- [SELECTED PASSAGE]:

________________________

Many of them say they have done nothing illegal – and technically, they may be right.
Where the accounts have no name
As Irish rock band U2 took the Pyramid stage at the Glastonbury music festival in 2011, there was a commotion in the crowd. Activists of the direct action group Art Uncut had unfurled an inflatable balloon, which read, “U Pay Your Tax 2?” and security was trying to remove them.
For years, U2 and its lead singer Bono have relied on offshore centres to shave their tax bill. Bono faces criticism for defending this financial trickery while at the same time campaigning to fight poverty. He also lobbies for debt relief of developing states, which themselves are victims of tax havens.
Bono is one of the more prominent beneficiaries mentioned in the Paradise Papers, the cache of over ten million documents, leaked from an offshore law firm Appleby.
Through a shell company in low-tax Malta, Bono, whose real name is Paul Hewson, invested in a shopping mall in Lithuania. He insists everything was legitimate.
The same tax havens used by Bono and others allow multinational corporations and corrupt officials to funnel money out of some of the poorest countries.

________________________

- [RECORD EXTRACTS]:
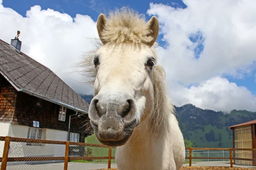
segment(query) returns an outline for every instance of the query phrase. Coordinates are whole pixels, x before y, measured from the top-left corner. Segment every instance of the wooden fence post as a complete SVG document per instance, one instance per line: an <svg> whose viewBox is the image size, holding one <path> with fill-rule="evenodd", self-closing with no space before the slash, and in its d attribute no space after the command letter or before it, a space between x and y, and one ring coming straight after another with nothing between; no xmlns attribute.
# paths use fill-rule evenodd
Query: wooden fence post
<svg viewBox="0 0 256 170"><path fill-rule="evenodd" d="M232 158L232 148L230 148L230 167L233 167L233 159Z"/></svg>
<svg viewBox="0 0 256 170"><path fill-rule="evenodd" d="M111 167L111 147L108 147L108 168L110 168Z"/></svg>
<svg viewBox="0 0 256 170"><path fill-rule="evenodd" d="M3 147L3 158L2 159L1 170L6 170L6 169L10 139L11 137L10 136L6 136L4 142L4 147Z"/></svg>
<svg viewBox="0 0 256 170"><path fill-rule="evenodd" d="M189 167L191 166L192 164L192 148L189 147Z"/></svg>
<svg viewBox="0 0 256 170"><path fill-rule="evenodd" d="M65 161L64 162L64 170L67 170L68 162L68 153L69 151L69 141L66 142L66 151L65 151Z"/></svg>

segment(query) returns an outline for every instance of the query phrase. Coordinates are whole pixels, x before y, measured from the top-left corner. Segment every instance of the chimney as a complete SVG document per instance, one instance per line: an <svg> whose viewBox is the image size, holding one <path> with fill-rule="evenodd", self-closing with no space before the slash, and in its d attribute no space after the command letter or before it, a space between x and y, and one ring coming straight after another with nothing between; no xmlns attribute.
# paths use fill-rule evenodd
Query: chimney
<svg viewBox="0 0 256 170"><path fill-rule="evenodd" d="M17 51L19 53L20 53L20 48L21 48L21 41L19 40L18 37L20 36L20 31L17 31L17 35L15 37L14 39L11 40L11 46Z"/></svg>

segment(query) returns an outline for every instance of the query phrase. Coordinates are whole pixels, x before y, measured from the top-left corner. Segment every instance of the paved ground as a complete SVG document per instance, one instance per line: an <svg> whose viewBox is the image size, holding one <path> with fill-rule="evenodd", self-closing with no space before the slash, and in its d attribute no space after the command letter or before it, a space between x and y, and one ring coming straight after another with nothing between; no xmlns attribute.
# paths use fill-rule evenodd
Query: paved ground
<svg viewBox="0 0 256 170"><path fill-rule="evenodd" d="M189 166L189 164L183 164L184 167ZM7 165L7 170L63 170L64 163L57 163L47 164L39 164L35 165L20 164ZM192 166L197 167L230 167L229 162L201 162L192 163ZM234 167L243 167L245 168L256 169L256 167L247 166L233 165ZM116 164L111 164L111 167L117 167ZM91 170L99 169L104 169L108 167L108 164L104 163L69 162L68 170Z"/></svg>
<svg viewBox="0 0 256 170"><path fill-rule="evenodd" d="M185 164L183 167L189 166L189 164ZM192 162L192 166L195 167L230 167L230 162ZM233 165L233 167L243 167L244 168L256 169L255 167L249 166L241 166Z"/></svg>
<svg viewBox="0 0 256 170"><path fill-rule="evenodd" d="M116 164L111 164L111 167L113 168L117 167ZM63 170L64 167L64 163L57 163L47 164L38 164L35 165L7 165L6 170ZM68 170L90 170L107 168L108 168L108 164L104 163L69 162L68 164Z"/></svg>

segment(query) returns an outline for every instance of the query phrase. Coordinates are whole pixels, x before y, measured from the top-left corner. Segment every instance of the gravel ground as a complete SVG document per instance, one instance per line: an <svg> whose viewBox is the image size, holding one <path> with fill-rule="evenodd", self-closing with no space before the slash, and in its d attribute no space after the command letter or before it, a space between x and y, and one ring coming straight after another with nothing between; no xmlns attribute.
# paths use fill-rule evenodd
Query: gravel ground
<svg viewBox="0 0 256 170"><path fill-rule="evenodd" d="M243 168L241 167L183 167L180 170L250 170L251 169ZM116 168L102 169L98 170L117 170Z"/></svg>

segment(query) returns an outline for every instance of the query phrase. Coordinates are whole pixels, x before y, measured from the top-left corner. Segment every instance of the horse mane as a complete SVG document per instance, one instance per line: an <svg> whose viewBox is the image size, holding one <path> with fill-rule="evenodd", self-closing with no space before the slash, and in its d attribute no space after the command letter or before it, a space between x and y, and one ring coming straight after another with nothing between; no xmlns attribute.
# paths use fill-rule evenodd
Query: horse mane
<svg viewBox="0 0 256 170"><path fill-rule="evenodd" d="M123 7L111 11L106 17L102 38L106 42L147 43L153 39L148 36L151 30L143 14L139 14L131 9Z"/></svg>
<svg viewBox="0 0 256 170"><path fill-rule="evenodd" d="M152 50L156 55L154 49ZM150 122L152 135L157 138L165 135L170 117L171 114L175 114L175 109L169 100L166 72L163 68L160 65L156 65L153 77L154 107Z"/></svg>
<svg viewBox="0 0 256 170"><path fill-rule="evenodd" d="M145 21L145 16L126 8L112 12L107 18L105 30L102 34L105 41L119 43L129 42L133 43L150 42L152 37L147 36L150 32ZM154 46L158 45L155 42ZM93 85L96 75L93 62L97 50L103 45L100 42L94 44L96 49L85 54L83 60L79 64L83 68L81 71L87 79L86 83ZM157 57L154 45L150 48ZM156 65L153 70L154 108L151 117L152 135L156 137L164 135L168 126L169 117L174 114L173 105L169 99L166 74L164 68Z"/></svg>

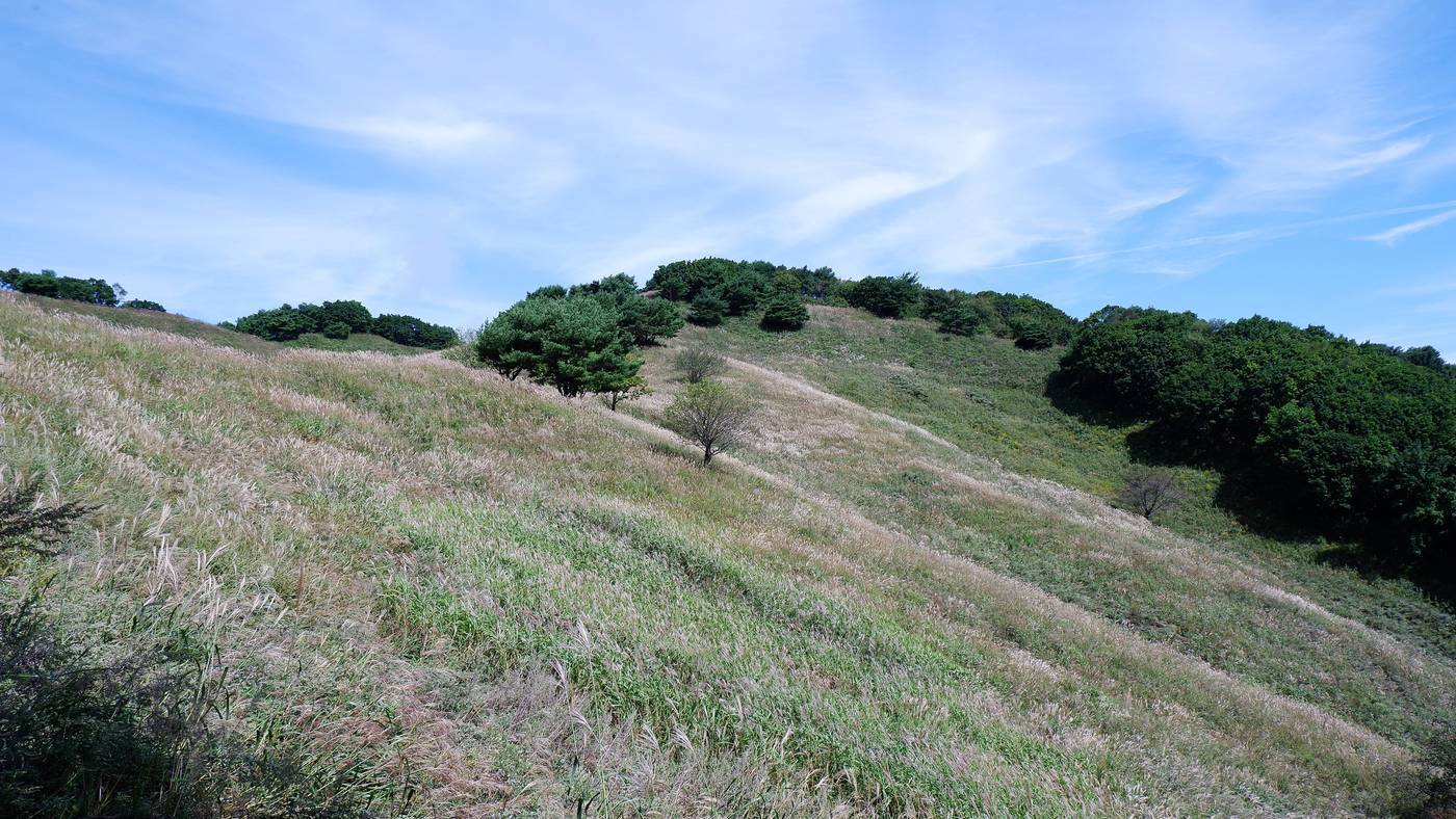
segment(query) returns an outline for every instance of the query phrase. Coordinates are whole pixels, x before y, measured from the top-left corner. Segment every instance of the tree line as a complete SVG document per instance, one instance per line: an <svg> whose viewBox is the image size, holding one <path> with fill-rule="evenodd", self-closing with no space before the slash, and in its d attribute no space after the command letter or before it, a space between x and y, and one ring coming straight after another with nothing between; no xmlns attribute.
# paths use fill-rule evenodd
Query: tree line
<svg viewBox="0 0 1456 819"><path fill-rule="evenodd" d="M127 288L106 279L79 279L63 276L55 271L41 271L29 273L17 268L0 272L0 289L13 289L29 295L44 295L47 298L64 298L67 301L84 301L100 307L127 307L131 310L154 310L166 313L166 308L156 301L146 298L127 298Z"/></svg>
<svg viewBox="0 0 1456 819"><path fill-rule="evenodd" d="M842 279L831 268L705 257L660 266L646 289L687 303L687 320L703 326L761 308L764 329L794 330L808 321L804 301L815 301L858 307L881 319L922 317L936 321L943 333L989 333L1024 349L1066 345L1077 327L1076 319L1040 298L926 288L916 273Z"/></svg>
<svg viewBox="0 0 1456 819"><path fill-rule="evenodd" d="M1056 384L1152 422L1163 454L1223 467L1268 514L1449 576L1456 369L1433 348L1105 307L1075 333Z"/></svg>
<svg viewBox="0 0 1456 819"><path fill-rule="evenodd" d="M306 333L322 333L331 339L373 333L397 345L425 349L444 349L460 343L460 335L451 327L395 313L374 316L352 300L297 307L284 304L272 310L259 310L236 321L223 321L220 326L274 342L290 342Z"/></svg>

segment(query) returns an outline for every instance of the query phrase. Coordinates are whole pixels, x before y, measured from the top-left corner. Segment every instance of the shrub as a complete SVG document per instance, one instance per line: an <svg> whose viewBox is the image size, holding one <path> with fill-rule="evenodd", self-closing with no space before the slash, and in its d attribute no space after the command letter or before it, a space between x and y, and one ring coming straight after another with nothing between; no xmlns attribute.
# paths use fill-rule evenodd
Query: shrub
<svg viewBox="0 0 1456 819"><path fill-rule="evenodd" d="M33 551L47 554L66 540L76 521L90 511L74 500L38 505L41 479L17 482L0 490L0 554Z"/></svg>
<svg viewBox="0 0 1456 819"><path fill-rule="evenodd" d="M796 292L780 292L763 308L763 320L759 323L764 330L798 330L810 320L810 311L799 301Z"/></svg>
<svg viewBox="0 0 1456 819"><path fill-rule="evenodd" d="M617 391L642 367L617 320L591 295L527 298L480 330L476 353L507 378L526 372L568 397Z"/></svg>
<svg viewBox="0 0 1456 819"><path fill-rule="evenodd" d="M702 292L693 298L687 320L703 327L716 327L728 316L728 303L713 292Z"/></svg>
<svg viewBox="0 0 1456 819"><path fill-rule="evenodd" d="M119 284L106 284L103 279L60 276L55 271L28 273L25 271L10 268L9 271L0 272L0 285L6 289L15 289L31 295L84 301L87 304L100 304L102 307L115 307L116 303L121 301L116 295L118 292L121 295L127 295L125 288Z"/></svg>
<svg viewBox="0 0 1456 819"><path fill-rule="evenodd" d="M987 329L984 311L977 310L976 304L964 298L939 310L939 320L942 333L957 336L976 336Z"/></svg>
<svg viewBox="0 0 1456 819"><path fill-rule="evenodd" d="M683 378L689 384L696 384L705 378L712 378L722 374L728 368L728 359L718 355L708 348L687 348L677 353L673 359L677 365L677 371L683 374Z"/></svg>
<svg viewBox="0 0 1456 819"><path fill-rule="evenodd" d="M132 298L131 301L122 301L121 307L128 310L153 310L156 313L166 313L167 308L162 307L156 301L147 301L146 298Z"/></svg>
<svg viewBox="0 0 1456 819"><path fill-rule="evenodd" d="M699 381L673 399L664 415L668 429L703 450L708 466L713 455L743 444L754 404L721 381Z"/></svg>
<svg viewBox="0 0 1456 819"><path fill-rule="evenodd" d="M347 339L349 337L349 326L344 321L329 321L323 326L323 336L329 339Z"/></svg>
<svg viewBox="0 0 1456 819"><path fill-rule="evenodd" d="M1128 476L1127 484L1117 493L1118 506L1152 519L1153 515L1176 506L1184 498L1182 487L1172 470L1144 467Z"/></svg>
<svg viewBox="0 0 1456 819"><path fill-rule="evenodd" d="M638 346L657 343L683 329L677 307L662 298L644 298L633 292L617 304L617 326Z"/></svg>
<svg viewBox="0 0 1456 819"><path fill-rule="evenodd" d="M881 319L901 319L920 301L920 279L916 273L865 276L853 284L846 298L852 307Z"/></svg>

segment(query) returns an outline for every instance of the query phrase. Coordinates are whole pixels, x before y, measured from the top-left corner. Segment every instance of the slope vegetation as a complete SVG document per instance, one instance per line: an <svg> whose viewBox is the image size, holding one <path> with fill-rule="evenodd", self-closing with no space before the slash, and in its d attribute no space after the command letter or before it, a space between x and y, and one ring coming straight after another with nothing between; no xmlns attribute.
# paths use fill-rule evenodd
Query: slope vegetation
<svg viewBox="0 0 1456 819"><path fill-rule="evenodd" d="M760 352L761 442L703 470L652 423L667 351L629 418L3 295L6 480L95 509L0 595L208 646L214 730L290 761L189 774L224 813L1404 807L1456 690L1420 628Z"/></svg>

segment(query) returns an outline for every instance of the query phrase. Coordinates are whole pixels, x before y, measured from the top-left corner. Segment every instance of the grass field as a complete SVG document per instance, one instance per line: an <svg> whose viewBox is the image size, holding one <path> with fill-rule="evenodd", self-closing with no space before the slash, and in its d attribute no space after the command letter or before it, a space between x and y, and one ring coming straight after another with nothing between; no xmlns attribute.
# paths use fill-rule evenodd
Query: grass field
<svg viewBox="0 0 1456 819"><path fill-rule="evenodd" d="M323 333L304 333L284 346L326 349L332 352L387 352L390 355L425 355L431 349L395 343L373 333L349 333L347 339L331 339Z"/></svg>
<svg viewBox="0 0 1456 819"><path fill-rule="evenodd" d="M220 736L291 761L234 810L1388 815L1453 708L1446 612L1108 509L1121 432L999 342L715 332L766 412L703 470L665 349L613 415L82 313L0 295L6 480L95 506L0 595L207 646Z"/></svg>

________________________

- [WHAT IS ASKED]:
1. In the passage about Bono and tax havens, rewrite the part from "Where the accounts" to "to remove them.", substituting "banner" for "balloon".
2. According to the passage about Bono and tax havens, which offshore law firm were the Paradise Papers leaked from?

- [SOLUTIONS PER TASK]:
1.
Where the accounts have no name
As Irish rock band U2 took the Pyramid stage at the Glastonbury music festival in 2011, there was a commotion in the crowd. Activists of the direct action group Art Uncut had unfurled an inflatable banner, which read, “U Pay Your Tax 2?” and security was trying to remove them.

2. Appleby